* **About this task**
Every record that follows must be returned word for word.

(Given records)

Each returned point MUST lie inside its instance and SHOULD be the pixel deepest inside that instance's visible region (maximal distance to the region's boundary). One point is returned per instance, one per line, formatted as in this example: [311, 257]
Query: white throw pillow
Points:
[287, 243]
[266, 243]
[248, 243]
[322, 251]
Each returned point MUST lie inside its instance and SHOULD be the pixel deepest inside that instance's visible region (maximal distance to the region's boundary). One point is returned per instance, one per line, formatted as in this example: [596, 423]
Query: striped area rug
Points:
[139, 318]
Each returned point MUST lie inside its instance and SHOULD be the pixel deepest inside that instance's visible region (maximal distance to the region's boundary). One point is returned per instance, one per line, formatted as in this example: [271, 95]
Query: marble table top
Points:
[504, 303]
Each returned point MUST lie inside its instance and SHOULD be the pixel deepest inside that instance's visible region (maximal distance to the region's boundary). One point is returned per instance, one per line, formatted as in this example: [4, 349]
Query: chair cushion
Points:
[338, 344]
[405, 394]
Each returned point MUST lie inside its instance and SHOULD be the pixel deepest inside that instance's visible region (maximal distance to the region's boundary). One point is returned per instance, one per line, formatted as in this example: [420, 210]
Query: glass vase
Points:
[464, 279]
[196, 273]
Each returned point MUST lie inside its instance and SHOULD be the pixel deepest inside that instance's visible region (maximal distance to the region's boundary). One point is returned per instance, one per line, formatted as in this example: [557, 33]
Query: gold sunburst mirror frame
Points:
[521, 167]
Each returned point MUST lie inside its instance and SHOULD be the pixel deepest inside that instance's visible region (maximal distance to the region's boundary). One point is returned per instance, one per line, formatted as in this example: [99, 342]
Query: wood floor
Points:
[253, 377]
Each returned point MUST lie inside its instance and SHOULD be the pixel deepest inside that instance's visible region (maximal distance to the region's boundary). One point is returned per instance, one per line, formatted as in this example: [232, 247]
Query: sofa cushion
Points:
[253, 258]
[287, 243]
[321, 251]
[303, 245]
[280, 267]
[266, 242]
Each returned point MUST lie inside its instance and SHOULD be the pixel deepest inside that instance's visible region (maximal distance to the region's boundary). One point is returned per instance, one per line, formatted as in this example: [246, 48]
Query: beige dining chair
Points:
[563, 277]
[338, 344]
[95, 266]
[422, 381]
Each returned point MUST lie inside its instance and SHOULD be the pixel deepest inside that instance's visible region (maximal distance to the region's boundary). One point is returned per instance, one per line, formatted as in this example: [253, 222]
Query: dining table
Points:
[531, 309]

(End Given records)

* **Task answer**
Each returned point MUST lie inside its instance and SHOULD be the pixel deepest inside that instance's visible region (maximal distance to the region's boundary). One point is returned per instance, one per line, formatted as in this example: [311, 257]
Query: white throw pillow
Points:
[287, 243]
[266, 243]
[248, 243]
[322, 251]
Each returned point MUST lie inside its instance and SHOULD be the pixel deepest inside that instance's visible region (maximal distance to the region's boundary). One point is returned per instance, one per line, formatted as in this example: [596, 423]
Query: striped area rug
Points:
[139, 318]
Each returned point MUST lie inside its instance and SHOULD be the pixel deepest inside that instance's visible region (maximal distance to the region's boundary). One point is returned per instance, one per line, formatted as in this example: [271, 95]
Query: marble table top
Points:
[504, 303]
Each returned point MUST lie inside its instance and SHOULD be the pixel deepest inside that instance's visible region (maximal distance to the region's boundary). One point is returned per instance, one per line, formatted as in this example: [4, 349]
Query: chair cushion
Points:
[338, 344]
[405, 394]
Each returned point MUST lie inside its instance and SHOULD be the pixel deepest inside that instance's visible region (maximal distance to the region's boundary). One point is returned per instance, one per line, formatted as in this example: [420, 210]
Query: glass vase
Points:
[464, 279]
[196, 273]
Each returned point MUST lie inside its instance and SHOULD be the pixel deepest inside that instance's visible region (maximal distance to the region's boundary). One point is returned per instance, one per line, formatted as in this example: [557, 33]
Query: gold sunburst mirror frame
Points:
[521, 167]
Each returned point MUST lie inside its instance and SHOULD be the pixel deepest inside that instance's visible region (maximal distance to the region's boundary). One point is returned per instance, one per line, formatted as in this example: [99, 342]
Query: wood floor
Points:
[253, 377]
Each returned point MUST lie inside its instance and SHOULD be the pixel deepest inside that instance's visible region (maximal distance to the region's boundary). One point is returned per instance, one per line, formatted as in this example: [232, 247]
Query: sofa cushion
Points:
[253, 258]
[287, 243]
[321, 251]
[303, 245]
[280, 267]
[266, 242]
Each returned point MUST lie inside its instance and SHOULD be the pixel deepest inside that instance's visible region (maximal distance to the region's boundary). One point is returned per instance, one per line, formatted as in this example: [246, 48]
Query: beige dining chair
Points:
[563, 277]
[338, 344]
[95, 266]
[422, 381]
Each returned point MUST lie inside its instance and SHOULD be the pixel deepest inside that instance's visible region (maximal distance to the region's boundary). One point is returned per instance, one per line, formatted as in this example: [253, 222]
Query: dining table
Points:
[531, 309]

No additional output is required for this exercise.